**Job**
Can you rewrite the listing below, requests included, starting with the line that contains "Place one point on every instance of the decorative" and going on through the end of the listing, and shift every x and y coordinate in the answer points by -114 while leaving the requests and their sample points unchanged?

+ + + +

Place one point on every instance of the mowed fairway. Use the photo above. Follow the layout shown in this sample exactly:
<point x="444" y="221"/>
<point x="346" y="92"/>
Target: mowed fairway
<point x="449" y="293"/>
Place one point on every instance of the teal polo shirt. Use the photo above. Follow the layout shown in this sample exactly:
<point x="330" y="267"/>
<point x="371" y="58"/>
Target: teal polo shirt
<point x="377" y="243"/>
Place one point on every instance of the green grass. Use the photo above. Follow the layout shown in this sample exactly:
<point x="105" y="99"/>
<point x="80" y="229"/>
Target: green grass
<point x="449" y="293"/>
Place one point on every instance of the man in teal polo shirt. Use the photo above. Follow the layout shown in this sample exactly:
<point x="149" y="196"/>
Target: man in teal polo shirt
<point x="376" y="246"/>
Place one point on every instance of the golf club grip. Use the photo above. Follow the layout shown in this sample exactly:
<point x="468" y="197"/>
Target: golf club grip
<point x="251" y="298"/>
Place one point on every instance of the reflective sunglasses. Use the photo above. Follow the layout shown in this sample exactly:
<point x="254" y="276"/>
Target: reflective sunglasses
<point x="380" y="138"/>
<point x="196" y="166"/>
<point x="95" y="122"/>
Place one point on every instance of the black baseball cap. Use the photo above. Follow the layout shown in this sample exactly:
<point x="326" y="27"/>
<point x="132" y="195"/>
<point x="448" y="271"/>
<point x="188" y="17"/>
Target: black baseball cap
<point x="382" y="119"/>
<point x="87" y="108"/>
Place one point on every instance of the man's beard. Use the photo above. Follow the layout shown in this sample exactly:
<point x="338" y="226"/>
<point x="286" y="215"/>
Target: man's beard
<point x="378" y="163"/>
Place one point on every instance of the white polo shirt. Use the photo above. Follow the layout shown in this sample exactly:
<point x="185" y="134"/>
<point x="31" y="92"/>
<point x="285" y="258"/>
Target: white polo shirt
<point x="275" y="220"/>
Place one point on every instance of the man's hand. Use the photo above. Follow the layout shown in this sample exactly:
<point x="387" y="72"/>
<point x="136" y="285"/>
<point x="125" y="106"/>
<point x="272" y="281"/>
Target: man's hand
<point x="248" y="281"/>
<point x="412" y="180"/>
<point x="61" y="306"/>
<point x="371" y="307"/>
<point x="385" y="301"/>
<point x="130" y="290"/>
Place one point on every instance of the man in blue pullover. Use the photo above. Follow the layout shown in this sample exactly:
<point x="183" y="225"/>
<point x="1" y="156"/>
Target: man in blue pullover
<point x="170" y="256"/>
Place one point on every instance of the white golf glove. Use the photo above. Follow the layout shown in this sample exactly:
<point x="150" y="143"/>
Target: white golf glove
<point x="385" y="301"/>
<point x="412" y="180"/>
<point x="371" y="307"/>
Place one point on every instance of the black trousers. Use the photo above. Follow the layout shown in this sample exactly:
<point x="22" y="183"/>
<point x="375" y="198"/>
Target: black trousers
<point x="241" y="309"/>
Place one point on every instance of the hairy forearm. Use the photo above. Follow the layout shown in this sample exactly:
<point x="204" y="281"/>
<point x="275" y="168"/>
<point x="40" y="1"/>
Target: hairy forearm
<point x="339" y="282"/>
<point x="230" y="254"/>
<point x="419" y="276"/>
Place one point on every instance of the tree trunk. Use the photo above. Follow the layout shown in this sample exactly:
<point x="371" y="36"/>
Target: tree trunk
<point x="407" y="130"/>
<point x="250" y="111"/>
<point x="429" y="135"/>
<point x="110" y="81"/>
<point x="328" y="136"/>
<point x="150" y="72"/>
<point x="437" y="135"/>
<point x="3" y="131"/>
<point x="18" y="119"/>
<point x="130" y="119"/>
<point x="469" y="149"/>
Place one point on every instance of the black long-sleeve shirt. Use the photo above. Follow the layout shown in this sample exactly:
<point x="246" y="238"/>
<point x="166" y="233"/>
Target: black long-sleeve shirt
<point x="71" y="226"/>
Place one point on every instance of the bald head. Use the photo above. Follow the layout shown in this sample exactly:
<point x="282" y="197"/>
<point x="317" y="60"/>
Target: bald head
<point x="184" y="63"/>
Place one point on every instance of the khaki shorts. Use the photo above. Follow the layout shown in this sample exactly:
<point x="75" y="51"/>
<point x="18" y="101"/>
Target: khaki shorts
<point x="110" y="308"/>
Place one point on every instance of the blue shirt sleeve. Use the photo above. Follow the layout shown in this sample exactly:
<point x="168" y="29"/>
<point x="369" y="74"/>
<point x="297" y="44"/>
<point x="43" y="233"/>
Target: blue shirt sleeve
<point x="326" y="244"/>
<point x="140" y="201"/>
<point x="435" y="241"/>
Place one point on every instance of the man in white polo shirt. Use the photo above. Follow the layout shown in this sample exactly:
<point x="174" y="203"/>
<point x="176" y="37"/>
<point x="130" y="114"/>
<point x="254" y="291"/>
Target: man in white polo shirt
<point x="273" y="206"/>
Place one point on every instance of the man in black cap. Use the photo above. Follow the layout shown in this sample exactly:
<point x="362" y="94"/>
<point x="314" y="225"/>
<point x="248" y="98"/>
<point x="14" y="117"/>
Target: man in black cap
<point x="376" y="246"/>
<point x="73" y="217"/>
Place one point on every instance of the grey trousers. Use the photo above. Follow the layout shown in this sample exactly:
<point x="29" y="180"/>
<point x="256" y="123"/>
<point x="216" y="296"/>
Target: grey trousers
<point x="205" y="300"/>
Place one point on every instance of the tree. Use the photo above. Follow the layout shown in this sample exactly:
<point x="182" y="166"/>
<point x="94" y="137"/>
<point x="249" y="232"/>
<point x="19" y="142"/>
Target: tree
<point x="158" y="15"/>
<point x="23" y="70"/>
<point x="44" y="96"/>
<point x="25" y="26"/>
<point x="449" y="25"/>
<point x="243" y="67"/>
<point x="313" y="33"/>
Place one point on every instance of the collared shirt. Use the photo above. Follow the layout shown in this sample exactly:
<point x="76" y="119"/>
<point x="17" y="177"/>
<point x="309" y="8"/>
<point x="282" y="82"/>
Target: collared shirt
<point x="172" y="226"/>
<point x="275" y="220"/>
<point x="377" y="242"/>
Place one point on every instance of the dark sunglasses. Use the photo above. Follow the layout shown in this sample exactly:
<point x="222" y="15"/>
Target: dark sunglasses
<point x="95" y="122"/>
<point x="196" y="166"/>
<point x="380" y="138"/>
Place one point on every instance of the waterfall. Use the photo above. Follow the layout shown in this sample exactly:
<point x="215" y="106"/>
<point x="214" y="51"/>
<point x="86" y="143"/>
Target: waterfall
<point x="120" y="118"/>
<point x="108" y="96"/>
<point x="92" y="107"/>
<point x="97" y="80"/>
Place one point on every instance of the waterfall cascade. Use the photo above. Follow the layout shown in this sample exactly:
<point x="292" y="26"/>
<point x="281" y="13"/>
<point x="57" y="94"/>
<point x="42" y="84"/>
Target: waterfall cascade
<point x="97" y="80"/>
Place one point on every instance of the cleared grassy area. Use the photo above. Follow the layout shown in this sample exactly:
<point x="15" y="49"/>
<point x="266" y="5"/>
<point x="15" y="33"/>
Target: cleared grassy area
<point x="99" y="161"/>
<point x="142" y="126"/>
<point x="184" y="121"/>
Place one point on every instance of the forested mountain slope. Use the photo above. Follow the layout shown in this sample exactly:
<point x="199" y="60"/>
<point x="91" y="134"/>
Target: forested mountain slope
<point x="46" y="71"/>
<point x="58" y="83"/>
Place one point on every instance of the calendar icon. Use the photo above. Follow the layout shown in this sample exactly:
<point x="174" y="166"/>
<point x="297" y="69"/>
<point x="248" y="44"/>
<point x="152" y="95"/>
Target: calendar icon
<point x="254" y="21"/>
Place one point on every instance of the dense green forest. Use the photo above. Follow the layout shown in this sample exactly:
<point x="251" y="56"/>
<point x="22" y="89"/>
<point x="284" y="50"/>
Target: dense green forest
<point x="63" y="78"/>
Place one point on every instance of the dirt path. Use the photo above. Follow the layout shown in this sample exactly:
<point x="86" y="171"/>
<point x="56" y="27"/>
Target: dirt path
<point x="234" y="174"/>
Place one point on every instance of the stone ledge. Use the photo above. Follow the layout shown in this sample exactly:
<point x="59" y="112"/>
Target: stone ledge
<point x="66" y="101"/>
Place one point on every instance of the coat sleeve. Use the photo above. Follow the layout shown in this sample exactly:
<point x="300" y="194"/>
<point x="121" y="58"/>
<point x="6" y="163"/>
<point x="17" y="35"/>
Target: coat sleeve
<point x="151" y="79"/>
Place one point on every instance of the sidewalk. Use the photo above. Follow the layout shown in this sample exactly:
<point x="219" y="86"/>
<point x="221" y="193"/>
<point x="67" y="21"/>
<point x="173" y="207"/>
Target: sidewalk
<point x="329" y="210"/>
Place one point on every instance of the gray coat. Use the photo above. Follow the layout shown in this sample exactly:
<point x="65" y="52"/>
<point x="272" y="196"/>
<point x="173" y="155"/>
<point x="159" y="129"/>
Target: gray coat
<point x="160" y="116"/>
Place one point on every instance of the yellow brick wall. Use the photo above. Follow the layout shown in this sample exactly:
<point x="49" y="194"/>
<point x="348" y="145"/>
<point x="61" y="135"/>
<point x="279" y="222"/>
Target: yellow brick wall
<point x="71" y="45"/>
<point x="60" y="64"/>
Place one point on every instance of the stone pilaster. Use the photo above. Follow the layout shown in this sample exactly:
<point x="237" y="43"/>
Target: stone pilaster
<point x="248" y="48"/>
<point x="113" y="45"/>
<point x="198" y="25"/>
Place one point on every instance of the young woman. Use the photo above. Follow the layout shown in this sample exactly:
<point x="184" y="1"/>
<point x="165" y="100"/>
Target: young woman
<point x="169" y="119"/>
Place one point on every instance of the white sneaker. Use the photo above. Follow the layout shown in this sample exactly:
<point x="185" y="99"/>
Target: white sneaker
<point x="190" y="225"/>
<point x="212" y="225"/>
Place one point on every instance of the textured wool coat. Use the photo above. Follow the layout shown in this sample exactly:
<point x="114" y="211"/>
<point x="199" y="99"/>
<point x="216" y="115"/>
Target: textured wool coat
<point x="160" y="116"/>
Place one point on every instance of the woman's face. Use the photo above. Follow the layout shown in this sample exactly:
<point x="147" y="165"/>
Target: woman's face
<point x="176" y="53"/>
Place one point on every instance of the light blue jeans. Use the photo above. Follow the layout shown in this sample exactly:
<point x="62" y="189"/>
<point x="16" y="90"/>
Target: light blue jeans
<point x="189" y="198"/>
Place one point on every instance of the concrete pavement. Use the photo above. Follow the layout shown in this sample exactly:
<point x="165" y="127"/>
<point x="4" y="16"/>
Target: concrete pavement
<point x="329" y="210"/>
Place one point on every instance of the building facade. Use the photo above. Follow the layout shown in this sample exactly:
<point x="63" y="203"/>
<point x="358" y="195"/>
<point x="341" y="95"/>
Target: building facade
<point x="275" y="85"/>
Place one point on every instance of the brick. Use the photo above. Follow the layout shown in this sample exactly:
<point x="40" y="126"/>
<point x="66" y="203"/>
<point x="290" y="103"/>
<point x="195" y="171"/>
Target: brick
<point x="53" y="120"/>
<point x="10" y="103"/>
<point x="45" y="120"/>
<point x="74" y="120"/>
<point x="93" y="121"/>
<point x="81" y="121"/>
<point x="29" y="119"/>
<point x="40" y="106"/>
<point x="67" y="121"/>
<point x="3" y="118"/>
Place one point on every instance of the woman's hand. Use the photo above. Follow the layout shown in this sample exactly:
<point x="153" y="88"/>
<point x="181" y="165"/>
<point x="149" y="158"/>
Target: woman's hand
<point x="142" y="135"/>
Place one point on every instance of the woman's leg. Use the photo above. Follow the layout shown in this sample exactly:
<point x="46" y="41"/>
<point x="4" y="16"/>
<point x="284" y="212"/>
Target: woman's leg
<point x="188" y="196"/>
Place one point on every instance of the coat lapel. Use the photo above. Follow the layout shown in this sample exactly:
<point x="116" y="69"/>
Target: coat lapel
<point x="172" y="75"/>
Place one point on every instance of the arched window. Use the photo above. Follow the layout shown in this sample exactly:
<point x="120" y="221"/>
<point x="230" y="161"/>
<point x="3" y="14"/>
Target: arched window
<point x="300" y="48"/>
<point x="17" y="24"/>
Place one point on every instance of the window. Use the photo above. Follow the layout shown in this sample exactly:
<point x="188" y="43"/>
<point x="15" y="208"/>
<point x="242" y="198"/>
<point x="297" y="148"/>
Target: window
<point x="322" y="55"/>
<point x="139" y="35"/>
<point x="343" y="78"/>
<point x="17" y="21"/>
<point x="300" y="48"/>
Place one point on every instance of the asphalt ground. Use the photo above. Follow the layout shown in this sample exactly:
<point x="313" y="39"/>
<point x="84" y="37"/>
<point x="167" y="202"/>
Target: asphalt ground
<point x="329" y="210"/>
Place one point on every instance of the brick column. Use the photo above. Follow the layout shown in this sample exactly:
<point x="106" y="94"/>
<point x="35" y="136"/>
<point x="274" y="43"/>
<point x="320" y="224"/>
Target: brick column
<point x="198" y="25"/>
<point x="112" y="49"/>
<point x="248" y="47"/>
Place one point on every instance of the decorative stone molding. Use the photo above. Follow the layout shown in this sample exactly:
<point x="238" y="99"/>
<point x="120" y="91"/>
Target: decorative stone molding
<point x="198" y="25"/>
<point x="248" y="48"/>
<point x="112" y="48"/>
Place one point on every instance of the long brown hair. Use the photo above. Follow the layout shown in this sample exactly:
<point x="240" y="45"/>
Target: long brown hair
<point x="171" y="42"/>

+ + + +

**The solution**
Place one point on every instance of the decorative stone molding. Use the photo above. Follow the layout shown in this sample exactly:
<point x="238" y="99"/>
<point x="120" y="91"/>
Target: decorative stone molding
<point x="84" y="-89"/>
<point x="134" y="-66"/>
<point x="-2" y="-66"/>
Place one point on every instance of the long brown hair. Use the photo above. Follow the layout shown in this sample exactly:
<point x="240" y="45"/>
Target: long brown hair
<point x="57" y="-72"/>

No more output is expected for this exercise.